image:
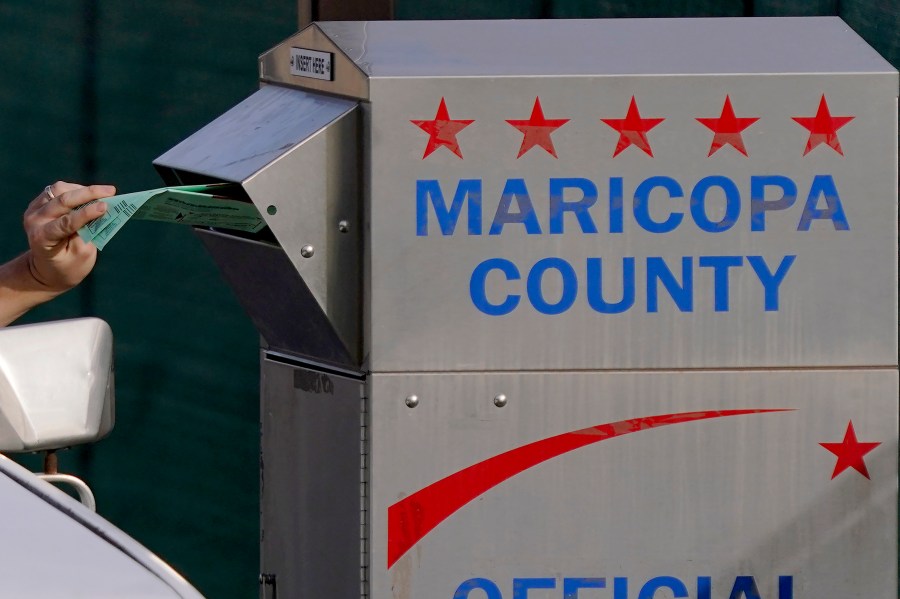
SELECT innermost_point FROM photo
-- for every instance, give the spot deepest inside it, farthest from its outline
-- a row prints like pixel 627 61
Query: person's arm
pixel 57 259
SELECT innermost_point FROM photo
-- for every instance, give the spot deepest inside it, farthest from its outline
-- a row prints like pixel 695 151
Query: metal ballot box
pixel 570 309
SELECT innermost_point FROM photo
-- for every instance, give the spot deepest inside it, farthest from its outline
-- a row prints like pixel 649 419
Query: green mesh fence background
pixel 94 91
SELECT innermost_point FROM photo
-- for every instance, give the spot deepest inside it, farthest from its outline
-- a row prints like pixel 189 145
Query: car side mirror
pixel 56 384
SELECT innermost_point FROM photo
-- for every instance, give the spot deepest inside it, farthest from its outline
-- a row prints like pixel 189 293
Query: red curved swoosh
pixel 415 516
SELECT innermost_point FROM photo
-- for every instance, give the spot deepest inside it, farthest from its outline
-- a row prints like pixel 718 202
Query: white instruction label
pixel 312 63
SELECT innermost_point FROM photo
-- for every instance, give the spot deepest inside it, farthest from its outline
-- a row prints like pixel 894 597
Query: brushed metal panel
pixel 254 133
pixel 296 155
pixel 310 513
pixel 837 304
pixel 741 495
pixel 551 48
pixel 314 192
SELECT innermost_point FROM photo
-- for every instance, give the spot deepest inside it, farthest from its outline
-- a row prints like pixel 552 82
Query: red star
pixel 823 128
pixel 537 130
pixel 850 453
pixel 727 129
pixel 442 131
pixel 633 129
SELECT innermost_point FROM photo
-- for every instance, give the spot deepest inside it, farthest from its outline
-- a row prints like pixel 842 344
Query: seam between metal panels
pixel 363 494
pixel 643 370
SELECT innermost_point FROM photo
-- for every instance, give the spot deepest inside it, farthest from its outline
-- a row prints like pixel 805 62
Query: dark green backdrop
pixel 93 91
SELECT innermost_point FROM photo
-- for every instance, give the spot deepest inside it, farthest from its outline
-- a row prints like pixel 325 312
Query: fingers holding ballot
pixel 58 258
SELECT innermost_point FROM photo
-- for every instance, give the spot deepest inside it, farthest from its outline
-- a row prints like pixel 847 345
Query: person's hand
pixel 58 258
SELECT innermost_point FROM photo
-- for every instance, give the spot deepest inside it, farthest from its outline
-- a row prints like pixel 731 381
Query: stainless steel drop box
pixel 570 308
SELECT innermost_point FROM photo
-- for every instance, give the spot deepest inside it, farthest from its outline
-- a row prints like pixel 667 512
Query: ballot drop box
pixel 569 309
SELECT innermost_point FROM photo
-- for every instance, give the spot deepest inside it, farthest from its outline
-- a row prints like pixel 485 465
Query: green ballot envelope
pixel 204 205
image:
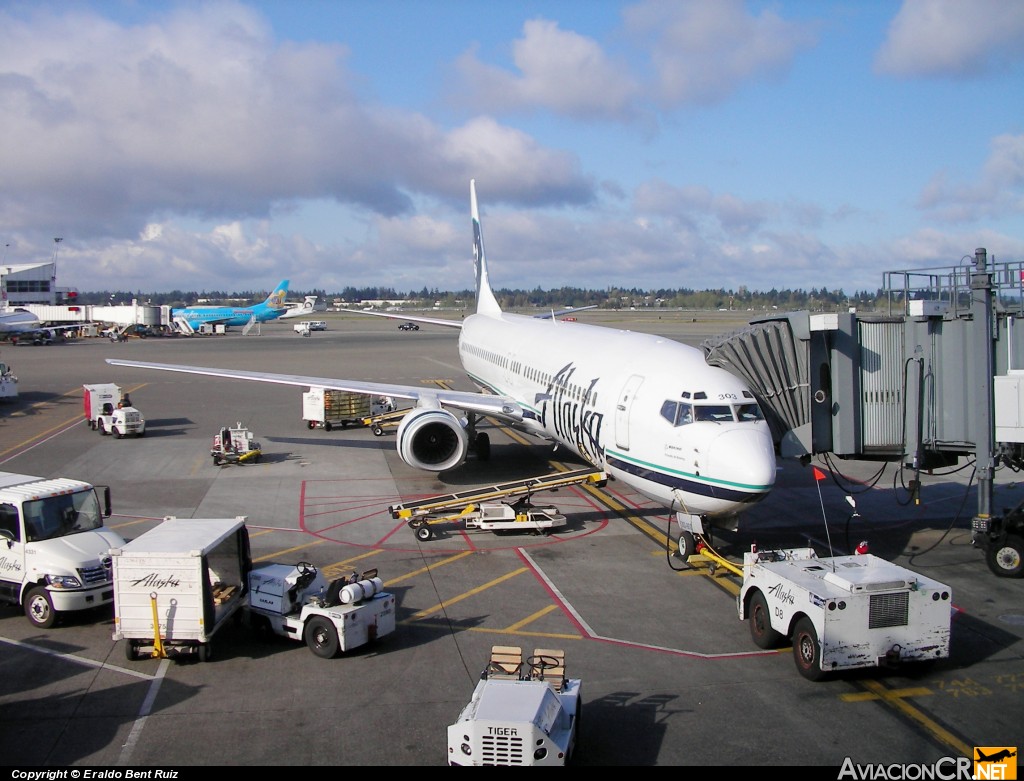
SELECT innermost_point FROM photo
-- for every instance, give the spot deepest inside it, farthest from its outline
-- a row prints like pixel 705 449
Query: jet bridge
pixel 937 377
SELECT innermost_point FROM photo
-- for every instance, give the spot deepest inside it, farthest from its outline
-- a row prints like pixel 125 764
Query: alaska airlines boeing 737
--------------------------------------------------
» **What this task involves**: The copy you output must match the entries above exactly, except that it has no pictures.

» **Task output**:
image:
SELECT innermost_point FROM photo
-- for every instance, give the spot deepest inside it, farthest from its outline
-- a row prints like pixel 627 61
Query: person's arm
pixel 57 259
SELECT innermost_point FROM photo
-- for every instance, give the spot deepest inside it, farthest from its outline
-- a row prints like pixel 695 151
Query: metal ballot box
pixel 570 309
SELECT innermost_point FROM photo
-- for every instance, give the spot deepest inside it, farthest from its outline
-- a row prints like pixel 649 419
Query: green mesh fence background
pixel 94 91
SELECT innermost_point FROM photo
-- for every instance, give the spot deepest inside it, farthest from its outline
-- a row prints like pixel 189 145
Query: car side mirror
pixel 56 384
SELECT innermost_point FROM photo
-- for every instance, give the spot deepest inside it, farthest from its outline
-- a row prints like pixel 189 293
Query: red curved swoosh
pixel 415 516
SELECT innermost_point FROM photo
-- for every instance, give the spot deepest inside it, farthest from its outline
-- a row prints like pixel 718 202
Query: white instruction label
pixel 312 63
SELECT innermost_point FROM photo
-- for every instance, give the spot deepest inside it, farthest from its outline
-- a row prints like pixel 894 597
Query: brushed metal panel
pixel 254 133
pixel 296 155
pixel 310 513
pixel 837 304
pixel 741 495
pixel 551 48
pixel 314 192
SELECT innermost_point FROM photo
-- for every instance, give the spot deepest inside it, farthest from its outline
-- a row prints like pixel 552 82
Query: red star
pixel 823 128
pixel 537 130
pixel 850 453
pixel 727 129
pixel 442 131
pixel 633 129
SELECT innermost_point FROM photo
-- for every instance, give the spot deepest inside it, farthest from its outline
-- a row prints like pixel 842 344
Query: seam between metal panels
pixel 363 494
pixel 643 370
SELECT innermost_point FROM photo
-- for every instance, give the spot deepest inside it, farthest from its outline
-- a row prints like pixel 805 62
Query: dark green backdrop
pixel 93 91
SELECT innermost_point FROM photo
-- for every instance, give the spot deepest inside it, farthest from its outline
-- a row prints like pixel 325 312
Query: fingers holding ballot
pixel 58 258
SELECT innermost_point FROM photo
-- for every instance, give the spot deepest inside it, farthest from its outline
-- a row prints like pixel 847 345
Query: person's hand
pixel 58 258
SELECT innermost_point FROM photo
-- for every instance, give the spot deepest inside it, farthest from its outline
-- a row prints like pixel 731 381
Query: stainless steel drop box
pixel 570 308
SELECT innermost_point FROM photo
-- for every instance, give the spot deepest inside it, farthest from its outline
-- a row prints like pixel 667 512
Query: ballot drop box
pixel 569 309
SELECT innermost_point FROM photo
-- for every instance, give the spot deepest inside it, farthest from its outline
-- a row prints like pixel 485 465
Query: green ballot envelope
pixel 204 205
image:
SELECT innermost_point FROM photo
-- for every instance, give the spot deepest inside it, farthest from its outline
-- a row prints like pixel 705 449
Query: jet bridge
pixel 937 377
SELECT innermost_point FROM photo
-- for every instance, give the spot deepest inside it, farthest from its outline
-- a row prints like pixel 125 764
Query: alaska airlines boeing 737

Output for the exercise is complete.